- **TRECHO FORNECIDO**:
»»
Esta Amazônia é a mesma exaltada em 22/09/20 pelo senador Flávio Bolsonaro no Senado Federal após sua recente visita à região quando postou vídeo da floresta visitada, a mesma sobre a qual o Pará ressaltou através dos traços do açaí na folha de sua Marca Pará para o turismo, a que está nas pinturas de Moacir de Andrade expostas na recepção da sede da Suframa por onde transitam investidores, no vídeo do CODESE – Conselho de Desenvolvimento Econômico e Social de Manaus que lançou ontem, 23/10, a campanha para a Marca Manaus apoiada pelo Grupo TV Lar, com uma onça e uma arara na imagens.
O barco Capt.Peacock faz expedições incluindo pescarias de tucunaré por USD 8 mil por pessoa segundo consta em seu site (https://www.captpeacock.com/itinerary-dates-rates.php), e não inclui nenhuma paisagem que não seja a floresta natural.
O PIM – Polo Industrial de Manaus tem a marca de uma Garça em pleno voo que deve ser exibida em todos os produtos lá produzidos, e o polo só existe porque existem a floresta e seus obstáculos naturais.
««
- **REGISTROS**:
»»
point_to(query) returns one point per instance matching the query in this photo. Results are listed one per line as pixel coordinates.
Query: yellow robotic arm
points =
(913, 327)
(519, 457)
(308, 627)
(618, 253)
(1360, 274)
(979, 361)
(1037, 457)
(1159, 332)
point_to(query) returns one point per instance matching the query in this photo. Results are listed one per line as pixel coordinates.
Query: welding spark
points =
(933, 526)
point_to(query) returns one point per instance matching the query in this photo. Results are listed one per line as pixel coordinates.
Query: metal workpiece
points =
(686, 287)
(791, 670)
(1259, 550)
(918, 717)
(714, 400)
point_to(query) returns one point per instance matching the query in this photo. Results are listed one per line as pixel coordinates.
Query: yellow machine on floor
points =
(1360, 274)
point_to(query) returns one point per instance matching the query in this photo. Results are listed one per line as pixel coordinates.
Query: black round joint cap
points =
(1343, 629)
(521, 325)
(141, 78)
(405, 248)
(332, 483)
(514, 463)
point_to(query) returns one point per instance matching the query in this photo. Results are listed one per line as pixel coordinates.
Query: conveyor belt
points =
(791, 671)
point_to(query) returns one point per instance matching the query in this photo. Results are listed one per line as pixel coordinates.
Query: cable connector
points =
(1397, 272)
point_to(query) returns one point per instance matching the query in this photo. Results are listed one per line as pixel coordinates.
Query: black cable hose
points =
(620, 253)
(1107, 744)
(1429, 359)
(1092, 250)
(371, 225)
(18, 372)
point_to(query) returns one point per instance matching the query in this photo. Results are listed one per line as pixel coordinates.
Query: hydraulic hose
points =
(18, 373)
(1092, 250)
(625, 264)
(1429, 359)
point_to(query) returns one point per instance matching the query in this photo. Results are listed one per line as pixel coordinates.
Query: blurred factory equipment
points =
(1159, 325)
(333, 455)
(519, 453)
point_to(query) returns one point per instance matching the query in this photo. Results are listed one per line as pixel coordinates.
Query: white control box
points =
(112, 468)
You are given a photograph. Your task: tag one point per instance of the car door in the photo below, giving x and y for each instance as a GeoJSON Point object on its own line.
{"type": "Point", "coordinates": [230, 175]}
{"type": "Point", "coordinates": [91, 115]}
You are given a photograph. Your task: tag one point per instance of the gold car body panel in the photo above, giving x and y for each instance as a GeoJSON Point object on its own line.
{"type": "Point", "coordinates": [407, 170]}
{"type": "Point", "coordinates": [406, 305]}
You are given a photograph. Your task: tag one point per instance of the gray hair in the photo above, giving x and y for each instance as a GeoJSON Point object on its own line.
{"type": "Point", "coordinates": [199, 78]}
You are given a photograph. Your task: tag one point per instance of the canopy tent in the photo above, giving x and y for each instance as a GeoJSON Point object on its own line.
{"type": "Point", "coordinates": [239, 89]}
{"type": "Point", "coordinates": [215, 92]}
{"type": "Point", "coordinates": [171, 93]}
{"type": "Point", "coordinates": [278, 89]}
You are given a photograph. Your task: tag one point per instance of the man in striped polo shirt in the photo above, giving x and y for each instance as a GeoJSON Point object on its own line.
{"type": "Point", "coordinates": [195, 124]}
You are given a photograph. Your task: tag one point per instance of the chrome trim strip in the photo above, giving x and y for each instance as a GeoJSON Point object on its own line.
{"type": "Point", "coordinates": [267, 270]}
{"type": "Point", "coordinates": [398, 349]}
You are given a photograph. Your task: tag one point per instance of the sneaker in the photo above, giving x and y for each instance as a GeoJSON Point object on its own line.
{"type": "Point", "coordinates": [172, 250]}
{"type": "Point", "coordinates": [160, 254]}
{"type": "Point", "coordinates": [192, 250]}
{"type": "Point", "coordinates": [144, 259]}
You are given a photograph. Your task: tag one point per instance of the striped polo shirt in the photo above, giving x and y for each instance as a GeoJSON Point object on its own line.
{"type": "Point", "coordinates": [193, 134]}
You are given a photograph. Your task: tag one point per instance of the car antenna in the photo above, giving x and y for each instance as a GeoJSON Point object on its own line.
««
- **INSTRUÇÕES**:
[A] Retorne, sem nenhuma alteração, as linhas dos registros, começando pela primeira e seguindo até a linha que contém "(1397, 272)", com as duas incluídas.
[B] Retome o texto sobre a Amazônia a partir do ponto em que ele termina.

- **RESPOSTAS DO EXERCÍCIO**:
[A]
point_to(query) returns one point per instance matching the query in this photo. Results are listed one per line as pixel coordinates.
Query: yellow robotic arm
points =
(913, 327)
(519, 457)
(308, 627)
(618, 253)
(1360, 274)
(979, 361)
(1037, 457)
(1159, 332)
point_to(query) returns one point per instance matching the query in this photo. Results are listed one per line as pixel coordinates.
Query: welding spark
points =
(933, 526)
point_to(query) returns one point per instance matching the query in this photo. Results are listed one per line as pixel coordinates.
Query: metal workpiece
points =
(686, 287)
(791, 670)
(1259, 550)
(918, 717)
(714, 400)
point_to(query) returns one point per instance matching the query in this photo. Results are listed one per line as pixel coordinates.
Query: yellow machine on floor
points =
(1360, 274)
point_to(query) returns one point per instance matching the query in this photo. Results are listed one per line as pixel coordinates.
Query: black round joint cap
points =
(1343, 629)
(521, 325)
(141, 78)
(405, 248)
(332, 483)
(514, 463)
point_to(query) returns one point per instance matching the query in this photo. Results are listed one per line as pixel coordinates.
Query: conveyor belt
points =
(791, 671)
point_to(query) returns one point per instance matching the query in this photo. Results are listed one per line as pixel coordinates.
Query: cable connector
points =
(1397, 272)

[B]
Aos turistas dos transatlânticos endinheirados que passam pelo Ver o Peso, por Parintins ou por Manaus e que trazem divisas, o que se lhes mostra são as penas dos pássaros, o artesanato indígena e os dançarinos de Boi Bumbá com seus trajes de elementos da floresta. Não querem ver pasto nem soja nem estradas, e certamente não viriam a Amazônia se somente isto houver.
Também as questões climáticas às quais se tem dado valor expressivo, estão relacionadas tão somente à Amazônia biológica da superfície, tema sobre o qual a ex-presidente do Equador Rosalía Arteaga, também membro do Conselho da PanAmazônia do qual fora presidente anteriormente, foi eleita em 22/10/20 como uma das mais influentes personalidades mundiais pela ONG Sachamama.
A questão climática foi também objeto do estudo global do LBA – Experimento de Larga Escala da Biosfera-Atmosfera na Amazônia Liderado pelo Brasil, o maior projeto de cooperação científica internacional já criado, com a meta de estudar as interações entre a Floresta Amazônica e as condições atmosféricas e climáticas em escala regional e mundial, que incluiu Prêmios Nobel e a NASA entre seus participantes. Deste experimento se descobriu, por exemplo, a relação das chuvas para Itaipú e para os plantios do Centro Oeste.
O Exército Brasileiro tem originário no CMA – Comando Militar da Amazônia o brado Selva!, e seu símbolo é uma onça pintada.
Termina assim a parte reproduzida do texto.